Saved entries:
----

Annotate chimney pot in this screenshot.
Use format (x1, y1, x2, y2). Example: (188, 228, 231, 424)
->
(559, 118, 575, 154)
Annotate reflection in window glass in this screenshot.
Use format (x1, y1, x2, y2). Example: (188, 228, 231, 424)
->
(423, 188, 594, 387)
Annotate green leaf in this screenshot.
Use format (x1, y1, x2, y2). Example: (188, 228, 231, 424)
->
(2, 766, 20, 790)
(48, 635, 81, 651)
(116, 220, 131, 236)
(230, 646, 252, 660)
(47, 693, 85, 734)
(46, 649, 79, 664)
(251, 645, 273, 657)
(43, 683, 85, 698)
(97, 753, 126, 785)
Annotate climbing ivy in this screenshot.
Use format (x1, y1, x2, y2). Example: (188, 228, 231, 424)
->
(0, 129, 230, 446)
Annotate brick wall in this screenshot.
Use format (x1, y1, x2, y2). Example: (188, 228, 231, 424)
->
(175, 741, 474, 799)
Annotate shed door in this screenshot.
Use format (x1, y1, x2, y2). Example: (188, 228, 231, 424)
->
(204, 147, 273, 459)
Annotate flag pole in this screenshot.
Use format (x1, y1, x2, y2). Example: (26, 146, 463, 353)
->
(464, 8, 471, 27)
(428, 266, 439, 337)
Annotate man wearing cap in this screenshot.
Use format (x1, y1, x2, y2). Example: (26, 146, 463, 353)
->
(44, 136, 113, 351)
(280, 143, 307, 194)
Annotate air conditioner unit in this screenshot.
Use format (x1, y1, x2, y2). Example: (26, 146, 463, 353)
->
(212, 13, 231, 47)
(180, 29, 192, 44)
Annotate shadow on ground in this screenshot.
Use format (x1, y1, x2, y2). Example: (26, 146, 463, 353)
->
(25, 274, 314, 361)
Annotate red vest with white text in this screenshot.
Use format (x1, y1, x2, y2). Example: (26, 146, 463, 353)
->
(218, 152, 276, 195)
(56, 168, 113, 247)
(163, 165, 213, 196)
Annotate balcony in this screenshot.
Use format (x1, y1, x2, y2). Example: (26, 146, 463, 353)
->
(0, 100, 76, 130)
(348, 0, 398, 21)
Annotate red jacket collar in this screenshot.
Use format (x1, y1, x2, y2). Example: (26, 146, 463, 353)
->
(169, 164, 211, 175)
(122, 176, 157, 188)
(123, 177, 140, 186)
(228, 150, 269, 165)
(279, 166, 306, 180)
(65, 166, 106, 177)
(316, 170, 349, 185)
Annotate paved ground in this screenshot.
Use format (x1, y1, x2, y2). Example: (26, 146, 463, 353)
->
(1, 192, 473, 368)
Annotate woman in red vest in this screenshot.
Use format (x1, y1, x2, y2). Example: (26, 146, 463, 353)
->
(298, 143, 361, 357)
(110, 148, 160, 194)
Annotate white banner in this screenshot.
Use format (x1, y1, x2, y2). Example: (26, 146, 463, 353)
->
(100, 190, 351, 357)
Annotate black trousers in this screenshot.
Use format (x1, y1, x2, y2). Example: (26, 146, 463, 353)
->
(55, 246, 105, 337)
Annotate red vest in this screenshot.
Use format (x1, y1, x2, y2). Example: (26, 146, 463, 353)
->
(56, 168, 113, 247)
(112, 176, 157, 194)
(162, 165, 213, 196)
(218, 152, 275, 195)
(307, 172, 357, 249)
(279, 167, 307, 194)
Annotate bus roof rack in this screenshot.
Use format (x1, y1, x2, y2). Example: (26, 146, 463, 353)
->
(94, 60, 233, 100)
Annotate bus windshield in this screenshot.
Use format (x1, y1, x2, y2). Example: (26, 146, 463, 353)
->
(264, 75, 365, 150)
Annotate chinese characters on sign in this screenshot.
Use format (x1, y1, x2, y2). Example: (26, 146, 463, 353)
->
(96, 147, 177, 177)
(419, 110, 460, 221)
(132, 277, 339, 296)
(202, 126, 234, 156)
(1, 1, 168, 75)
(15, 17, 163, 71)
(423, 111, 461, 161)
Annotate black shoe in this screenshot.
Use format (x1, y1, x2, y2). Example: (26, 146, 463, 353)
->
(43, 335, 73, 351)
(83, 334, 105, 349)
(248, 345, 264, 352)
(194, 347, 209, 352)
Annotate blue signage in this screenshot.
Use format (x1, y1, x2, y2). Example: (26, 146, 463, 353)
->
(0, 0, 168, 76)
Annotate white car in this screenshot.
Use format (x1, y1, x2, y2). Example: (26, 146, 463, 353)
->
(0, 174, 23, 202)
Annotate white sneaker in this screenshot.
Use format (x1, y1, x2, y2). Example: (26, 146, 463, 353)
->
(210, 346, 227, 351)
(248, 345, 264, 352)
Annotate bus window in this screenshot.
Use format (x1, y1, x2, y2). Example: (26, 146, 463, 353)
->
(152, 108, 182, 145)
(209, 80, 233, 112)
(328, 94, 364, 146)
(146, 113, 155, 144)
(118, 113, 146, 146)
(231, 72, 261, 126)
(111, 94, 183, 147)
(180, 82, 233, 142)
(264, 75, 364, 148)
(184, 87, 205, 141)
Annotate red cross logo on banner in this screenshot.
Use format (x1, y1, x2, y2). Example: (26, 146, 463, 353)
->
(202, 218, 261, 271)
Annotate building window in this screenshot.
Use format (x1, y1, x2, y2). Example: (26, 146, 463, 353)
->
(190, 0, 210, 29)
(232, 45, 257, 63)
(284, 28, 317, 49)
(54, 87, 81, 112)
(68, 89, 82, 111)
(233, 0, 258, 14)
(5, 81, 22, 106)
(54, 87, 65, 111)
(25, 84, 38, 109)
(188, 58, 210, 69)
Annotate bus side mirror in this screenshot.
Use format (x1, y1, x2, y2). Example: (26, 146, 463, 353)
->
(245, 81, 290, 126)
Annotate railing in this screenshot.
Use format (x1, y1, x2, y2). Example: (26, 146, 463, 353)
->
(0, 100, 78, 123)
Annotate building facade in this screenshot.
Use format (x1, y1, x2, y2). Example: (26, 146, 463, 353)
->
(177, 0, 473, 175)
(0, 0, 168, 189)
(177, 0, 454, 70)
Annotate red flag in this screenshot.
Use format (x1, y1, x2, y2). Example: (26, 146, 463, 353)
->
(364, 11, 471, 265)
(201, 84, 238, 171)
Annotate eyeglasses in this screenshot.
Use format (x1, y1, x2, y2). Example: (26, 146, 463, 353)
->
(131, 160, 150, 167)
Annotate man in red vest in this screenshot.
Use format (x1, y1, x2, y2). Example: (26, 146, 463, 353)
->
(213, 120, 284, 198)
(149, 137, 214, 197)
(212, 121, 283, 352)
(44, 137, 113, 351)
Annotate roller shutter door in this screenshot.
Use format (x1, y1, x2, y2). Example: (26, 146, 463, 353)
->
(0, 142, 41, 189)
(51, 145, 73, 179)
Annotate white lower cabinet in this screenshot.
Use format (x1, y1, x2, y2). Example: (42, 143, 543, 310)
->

----

Task prompt:
Would you write out the full set of records above without alteration?

Output below:
Annotate chimney pot in this screenshot.
Use format (x1, y1, x2, y2). Example: (188, 228, 231, 424)
->
(559, 118, 575, 154)
Annotate reflection in window glass in this screenshot.
Use format (x1, y1, x2, y2). Example: (188, 228, 231, 424)
->
(423, 188, 594, 387)
Annotate green leaf in this screenshot.
Use format (x1, y1, x2, y2). Example: (188, 228, 231, 424)
->
(2, 766, 20, 790)
(48, 635, 81, 651)
(116, 220, 131, 236)
(230, 646, 252, 660)
(47, 693, 85, 734)
(46, 649, 79, 664)
(251, 645, 273, 657)
(43, 683, 85, 698)
(97, 753, 126, 785)
Annotate climbing ivy in this screenshot.
Use format (x1, y1, x2, y2). Example: (188, 228, 231, 424)
->
(0, 129, 230, 446)
Annotate brick wall in this screenshot.
Use format (x1, y1, x2, y2). Example: (188, 228, 231, 424)
->
(175, 741, 474, 799)
Annotate shed door in this screenshot.
Use format (x1, y1, x2, y2). Example: (188, 228, 231, 424)
->
(204, 147, 273, 459)
Annotate flag pole in this screenshot.
Use format (x1, y1, x2, y2). Example: (26, 146, 463, 353)
->
(464, 8, 471, 27)
(428, 266, 439, 337)
Annotate man wearing cap in this screenshot.
Use format (x1, y1, x2, y2). Example: (26, 146, 463, 353)
->
(44, 136, 113, 351)
(280, 143, 307, 194)
Annotate air conditioner unit in this screenshot.
Use format (x1, y1, x2, y2). Example: (26, 146, 463, 353)
->
(212, 13, 231, 47)
(180, 29, 192, 44)
Annotate shadow on ground in this screenshot.
Use format (x1, y1, x2, y2). Example: (26, 146, 463, 353)
->
(25, 274, 314, 361)
Annotate red vest with white text in this screenshot.
Use format (x1, y1, x2, y2). Example: (26, 146, 463, 353)
->
(218, 152, 276, 195)
(56, 168, 113, 247)
(163, 165, 213, 196)
Annotate balcony in this screenshot.
Use format (x1, y1, x2, y2). Example: (26, 146, 463, 353)
->
(0, 100, 76, 130)
(348, 0, 398, 21)
Annotate red jacket collar in this screenshot.
Use format (x1, y1, x2, y2). Example: (26, 146, 463, 353)
->
(169, 164, 211, 175)
(122, 176, 157, 188)
(123, 177, 140, 186)
(228, 150, 269, 165)
(279, 166, 306, 180)
(65, 166, 106, 177)
(316, 170, 349, 185)
Annotate paved ground in this screenshot.
Use format (x1, y1, x2, y2). Example: (26, 146, 463, 353)
->
(1, 192, 473, 368)
Annotate woman in red vest in this screenshot.
Use format (x1, y1, x2, y2). Example: (26, 146, 463, 353)
->
(298, 143, 361, 357)
(110, 148, 160, 194)
Annotate white banner in this screenshot.
Use format (x1, y1, x2, y2). Example: (26, 146, 463, 353)
->
(100, 190, 351, 357)
Annotate black trousers in this screenshot.
Use format (x1, y1, x2, y2). Example: (26, 146, 463, 353)
->
(55, 246, 105, 337)
Annotate red vest in this screenshot.
Use format (x1, y1, x2, y2). Example: (26, 146, 463, 353)
->
(56, 168, 113, 247)
(112, 176, 157, 194)
(162, 165, 213, 196)
(218, 152, 275, 195)
(307, 172, 357, 249)
(279, 167, 307, 194)
Annotate bus roof rack in this screenshot.
Use format (x1, y1, x2, y2). Example: (26, 146, 463, 353)
->
(94, 60, 233, 100)
Annotate bus windshield in this screenshot.
Use format (x1, y1, x2, y2). Example: (26, 146, 463, 353)
->
(264, 75, 365, 150)
Annotate chinese characters on sign in this screenshot.
Use format (x1, y1, x2, y2). Example: (26, 146, 463, 353)
->
(96, 147, 177, 177)
(419, 110, 460, 221)
(132, 277, 339, 296)
(202, 126, 234, 156)
(1, 1, 168, 75)
(15, 17, 163, 71)
(423, 111, 461, 161)
Annotate black shoe in this screenshot.
Use format (x1, y1, x2, y2). Example: (26, 146, 463, 353)
->
(43, 335, 73, 351)
(83, 334, 105, 349)
(248, 345, 264, 352)
(194, 347, 209, 352)
Annotate blue signage in this screenshot.
Use format (x1, y1, x2, y2). Example: (26, 146, 463, 353)
->
(0, 0, 168, 76)
Annotate white car in this screenshot.
Use format (x1, y1, x2, y2). Example: (26, 146, 463, 353)
->
(0, 174, 23, 202)
Annotate white sneaker in this screenshot.
Use format (x1, y1, x2, y2). Example: (26, 146, 463, 353)
->
(210, 346, 227, 351)
(248, 345, 264, 352)
Annotate bus window in this screenshot.
Use format (x1, y1, x2, y2). Example: (26, 146, 463, 353)
->
(152, 108, 182, 145)
(209, 80, 233, 112)
(328, 94, 364, 146)
(146, 113, 155, 144)
(118, 113, 146, 146)
(231, 72, 261, 126)
(111, 94, 183, 147)
(180, 82, 233, 142)
(264, 75, 364, 148)
(184, 87, 205, 141)
Annotate red cross logo on banner in this screenshot.
Use format (x1, y1, x2, y2). Example: (26, 146, 463, 353)
->
(202, 218, 261, 271)
Annotate building window in this screenshot.
Use format (x1, y1, x2, y2). Example: (26, 146, 463, 353)
->
(190, 0, 210, 29)
(232, 45, 257, 63)
(284, 28, 317, 49)
(54, 87, 81, 112)
(68, 89, 82, 111)
(233, 0, 258, 14)
(5, 81, 22, 106)
(54, 87, 65, 111)
(25, 84, 38, 109)
(188, 58, 210, 69)
Annotate bus side mirror in this screenshot.
Use format (x1, y1, x2, y2). Example: (26, 146, 463, 353)
->
(245, 81, 290, 126)
Annotate railing in this screenshot.
Use format (x1, y1, x2, y2). Example: (26, 146, 463, 353)
->
(0, 100, 78, 123)
Annotate building facade in this screenshot.
Use format (x1, y1, x2, y2). Example: (26, 146, 463, 353)
->
(177, 0, 473, 175)
(0, 0, 168, 189)
(177, 0, 454, 70)
Annotate red flag in this screenshot.
Use format (x1, y1, x2, y2). Example: (26, 146, 463, 353)
->
(364, 11, 471, 265)
(201, 84, 238, 171)
Annotate eyeglasses in this screenshot.
Use format (x1, y1, x2, y2). Example: (26, 146, 463, 353)
->
(131, 160, 150, 167)
Annotate man in red vest in this screenshot.
Use format (x1, y1, x2, y2). Example: (26, 146, 463, 353)
->
(213, 120, 284, 198)
(149, 137, 214, 197)
(212, 121, 283, 352)
(44, 137, 113, 351)
Annotate roller shutter door in this screenshot.
Use format (x1, y1, x2, y2). Example: (26, 146, 463, 353)
->
(0, 142, 41, 189)
(51, 145, 73, 179)
Annotate white lower cabinet in this screenshot.
Use format (x1, y1, x2, y2). Example: (42, 143, 543, 310)
->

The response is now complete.